[Dataset entries]
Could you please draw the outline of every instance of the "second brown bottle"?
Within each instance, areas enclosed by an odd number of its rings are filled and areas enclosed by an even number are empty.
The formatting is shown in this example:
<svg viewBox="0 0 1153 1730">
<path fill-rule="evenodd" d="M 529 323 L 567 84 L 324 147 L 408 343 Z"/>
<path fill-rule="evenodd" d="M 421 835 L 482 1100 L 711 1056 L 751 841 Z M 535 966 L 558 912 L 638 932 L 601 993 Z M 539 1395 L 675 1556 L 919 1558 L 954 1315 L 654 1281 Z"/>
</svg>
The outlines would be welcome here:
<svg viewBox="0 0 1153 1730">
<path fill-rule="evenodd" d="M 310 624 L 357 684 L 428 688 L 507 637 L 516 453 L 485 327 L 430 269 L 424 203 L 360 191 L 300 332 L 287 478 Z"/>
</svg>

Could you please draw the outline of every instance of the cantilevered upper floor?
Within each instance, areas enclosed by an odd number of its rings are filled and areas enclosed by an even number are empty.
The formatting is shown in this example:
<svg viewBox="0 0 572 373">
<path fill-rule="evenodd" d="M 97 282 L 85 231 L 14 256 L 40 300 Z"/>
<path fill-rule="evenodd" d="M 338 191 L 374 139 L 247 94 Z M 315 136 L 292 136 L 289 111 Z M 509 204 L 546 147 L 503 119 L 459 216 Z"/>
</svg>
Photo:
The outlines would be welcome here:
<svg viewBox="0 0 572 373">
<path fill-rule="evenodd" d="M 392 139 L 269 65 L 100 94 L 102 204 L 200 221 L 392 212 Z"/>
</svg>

__Work instruction__
The entries above must be copied verbatim. Leave none out.

__Worked solution__
Could you please draw the outline of every instance of the "second brown bottle"?
Within each instance, areas enclosed by an odd number of its rings are filled and areas enclosed by an even number are empty.
The formatting is shown in this example:
<svg viewBox="0 0 1153 1730">
<path fill-rule="evenodd" d="M 529 323 L 567 84 L 324 147 L 408 343 Z"/>
<path fill-rule="evenodd" d="M 421 835 L 482 1100 L 711 1056 L 751 841 Z M 535 966 L 558 912 L 638 932 L 601 993 Z M 539 1395 L 675 1556 L 919 1558 L 954 1315 L 654 1281 Z"/>
</svg>
The outlines would be welcome here:
<svg viewBox="0 0 1153 1730">
<path fill-rule="evenodd" d="M 310 624 L 357 684 L 428 688 L 507 637 L 516 453 L 485 327 L 430 269 L 424 203 L 360 191 L 300 332 L 287 478 Z"/>
</svg>

Could you please draw the outline of every instance of the cantilevered upper floor?
Within each instance, areas enclosed by an odd number of its rings are filled and areas enclosed by an even number are empty.
The formatting is shown in this example:
<svg viewBox="0 0 572 373">
<path fill-rule="evenodd" d="M 97 282 L 85 231 L 14 256 L 40 300 Z"/>
<path fill-rule="evenodd" d="M 338 191 L 374 139 L 247 94 Z M 315 136 L 292 136 L 289 111 Z M 509 204 L 546 147 L 503 119 L 459 216 Z"/>
</svg>
Photo:
The outlines would be welcome here:
<svg viewBox="0 0 572 373">
<path fill-rule="evenodd" d="M 392 139 L 269 65 L 100 94 L 102 204 L 200 221 L 392 212 Z"/>
</svg>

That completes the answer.